Theology is defined as the Study of religion. From the first people to give us their opinions of what the church means to the present day theologians there have been a myriad of different views of what it means to be a follower of Jesus. Like every other realm theology is not all good or all bad. It is just man’s beliefs of the nature of God.

Here are some words about theology from some famous people in our history. I pasted these words here sometime ago and have to apologize that I lost the source.

Thomas Paine the American revolutionary, wrote in his two part work The Age of Reason, “The study of theology, as it stands in Christian churches, is the study of nothing; it is founded on nothing; it rests on no principles; it proceeds by no authorities; it has no data; it can demonstrate nothing; and it admits of no conclusion. Not anything can be studied as a science, without our being in possession of the principles upon which it is founded; and as this is the case with Christian theology, it is therefore the study of nothing.

Walter Kaufmann the philosopher, in his essay “Against Theology”, sought to differentiate theology from religion in general. “Theology, of course, is not religion; and a great deal of religion is emphatically anti-theological… An attack on theology, therefore, should not be taken as necessarily involving an attack on religion. Religion can be, and often has been, untheological or even anti-theological.” However, Kaufmann found that “Christianity is inescapably a theological religion

Thomas Paine, who is the founder of much of what this country was founded on said some pretty cynical  things about those who have opinions of what is religion.  As he pointed out above we have very little scientific evidence of what we call Christianity. It seems to have been based on man’s opinions.

Walter Kaufmann had a different take on it. Theology is not religion and in fact much of it is very anti-theological. I will have to study this aspect of religion some more to intelligently speak of these matters….

Those Non-Western Christians…

Anyone who has read much of this blog knows that I take the creeds of the Christian church to have done more harm than good.  Here are some words about that by Harvey Cox in his book The Future of Faith:

Creeds were always something theologians invented, often to stake out spheres of authority. The vast body of lay Christians knew little about them and cared less. Their faith was embodied in stories, saints’ days, baptisms, weddings, and funerals. But these everyday people constituted, after all, the vast majority.

The priests and theologians always remained a tiny minority. Consequently the recent emergence of “people’s history” is facilitating the recovery of Christianity’s original faith orientation. As the revival of religion and the change in religiousness spread around the world, it becomes clearer why the extraordinary growth of Christianity beyond the West is helping Christianity regain its initial impetus.

To-do list:
**a)** In the text on theology, why does Thomas Paine call Christian theology "the study of nothing"? Answer in one to three sentences.
**b)** Translate this sentence from the text on theology into Spanish: "The priests and theologians always remained a tiny minority."
**c)** Please continue the text on theology, picking up after its final sentence.
The lines are separate material, apart from the text on theology.

Information supplied:
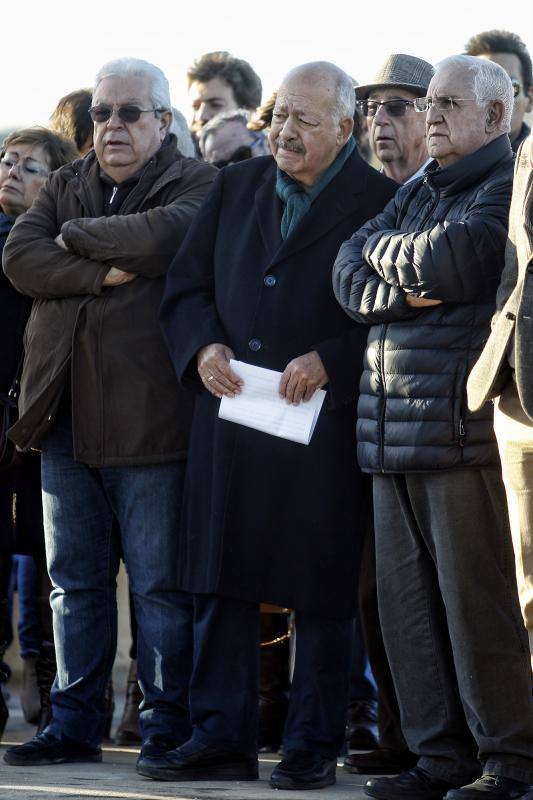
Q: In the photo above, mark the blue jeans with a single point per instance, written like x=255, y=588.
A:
x=83, y=555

Answers for the exercise:
**a)** Paine holds that nothing can be studied as a science unless we possess the principles on which it is founded. Because he sees Christian theology as resting on no principles, he concludes that it is the study of nothing.

**b)** Los sacerdotes y los teólogos siempre siguieron siendo una pequeña minoría.

**c)**
These areas lie far removed from Plato’s orbit. To be a Christian in India or Korea or Africa today does not mean to be a Christian à la grec. It means to be what is sometimes called a “postdogmatic” Christian. The content of the faith of non-Western Christians is much like that of the early church, even though the embodied style of their religion often resembles that of their non-Christian neighbors….

Religious people today are more interested in ethical guidelines and spiritual disciplines than in doctrines. They are also becoming less patriarchal, as women assume leadership positions in religions that have barred them for centuries, sometimes for millennia. Women are publishing commentaries on the Qur’an, leading synagogues, and directing Buddhist retreat centers. There are now women pastors, priests, and bishops in Christian denominations.

As you can see from these words things are changing at the root level in Christian churches. You might say that you have not seen much of a change but if you were a Christian in the southern hemisphere you would not question what is going on.  Western Christians want to point to the fact that the church is growing so therefore this “emergent movement” really doesn’t have much muscle. The trouble with that belief is that like many of the current beliefs/creeds present in the western church are naive at best or wrong at worst.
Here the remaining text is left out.